TEXT SEGMENT -
While the courts deliberate on the tangled web that is the ownership of Martha Graham's dances, the late great choreographer's company gave a heartening one-night-only show at the City Center that demonstrated its moral -- if not legal -- right to this heritage. It proved -- does the issue really need proving once again? -- that a distinctive dance technique and the works created with it must be passed, without significant lapses in time, from body to body, from one generation of performing artists to the next, if the material is to retain its vitality and authenticity.

Cannily titled Indisputably Martha Graham, the program of landmark Graham works dating from 1936 to 1981 was performed by the present company, the junior company, and advanced students from the company's thriving academy. The choreography was staged and coached by a bevy of artists intrinsic to the evolution of Graham's achievement. The seniors, onstage and behind the scenes, had danced under Graham herself, several at the height of Graham's powers. The youngest participants -- ferociously schooled and ardent, as the great lady would have wished -- were mere children when she died in 1991.

SET PROBLEM A - Arrange the listing below as a numbered list, omitting blank lines and leaving the pictures out.

MATERIALS PROVIDED -
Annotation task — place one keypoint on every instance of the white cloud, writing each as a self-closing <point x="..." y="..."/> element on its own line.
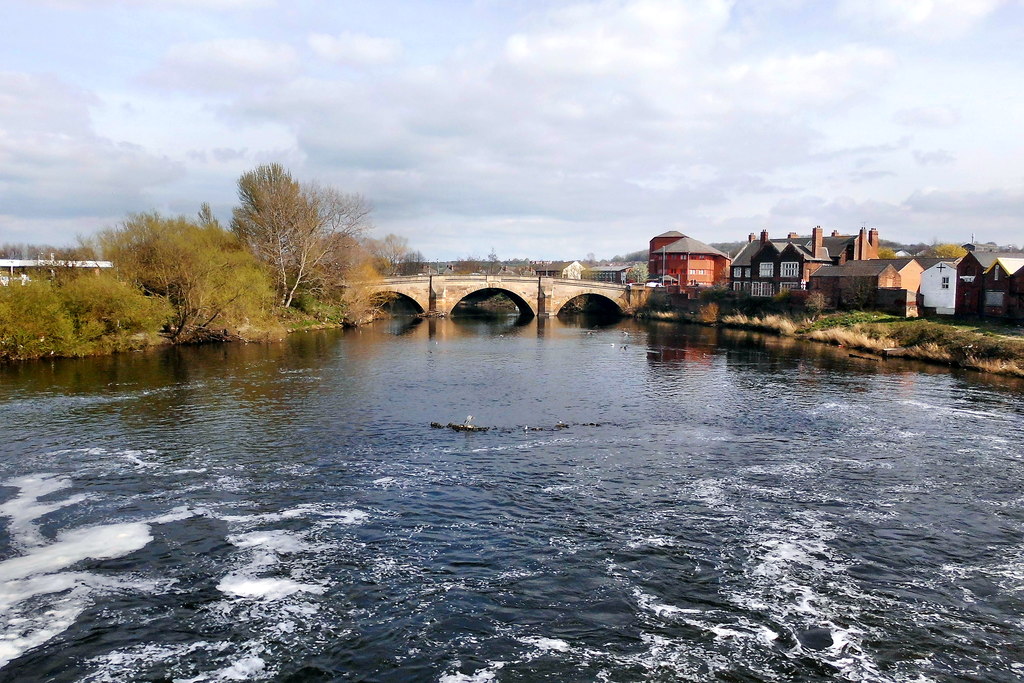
<point x="933" y="19"/>
<point x="225" y="66"/>
<point x="615" y="38"/>
<point x="355" y="49"/>
<point x="930" y="117"/>
<point x="200" y="4"/>
<point x="54" y="164"/>
<point x="800" y="81"/>
<point x="934" y="158"/>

SET PROBLEM B - Reproduce the passage of the Martha Graham review from "Cannily titled Indisputably" up to and including "died in 1991." word for word.

FINAL ANSWER A -
1. Annotation task — place one keypoint on every instance of the white cloud, writing each as a self-closing <point x="..." y="..."/> element on its own line.
2. <point x="933" y="19"/>
3. <point x="225" y="66"/>
4. <point x="615" y="38"/>
5. <point x="355" y="49"/>
6. <point x="930" y="117"/>
7. <point x="200" y="4"/>
8. <point x="54" y="164"/>
9. <point x="800" y="81"/>
10. <point x="934" y="158"/>

FINAL ANSWER B -
Cannily titled Indisputably Martha Graham, the program of landmark Graham works dating from 1936 to 1981 was performed by the present company, the junior company, and advanced students from the company's thriving academy. The choreography was staged and coached by a bevy of artists intrinsic to the evolution of Graham's achievement. The seniors, onstage and behind the scenes, had danced under Graham herself, several at the height of Graham's powers. The youngest participants -- ferociously schooled and ardent, as the great lady would have wished -- were mere children when she died in 1991.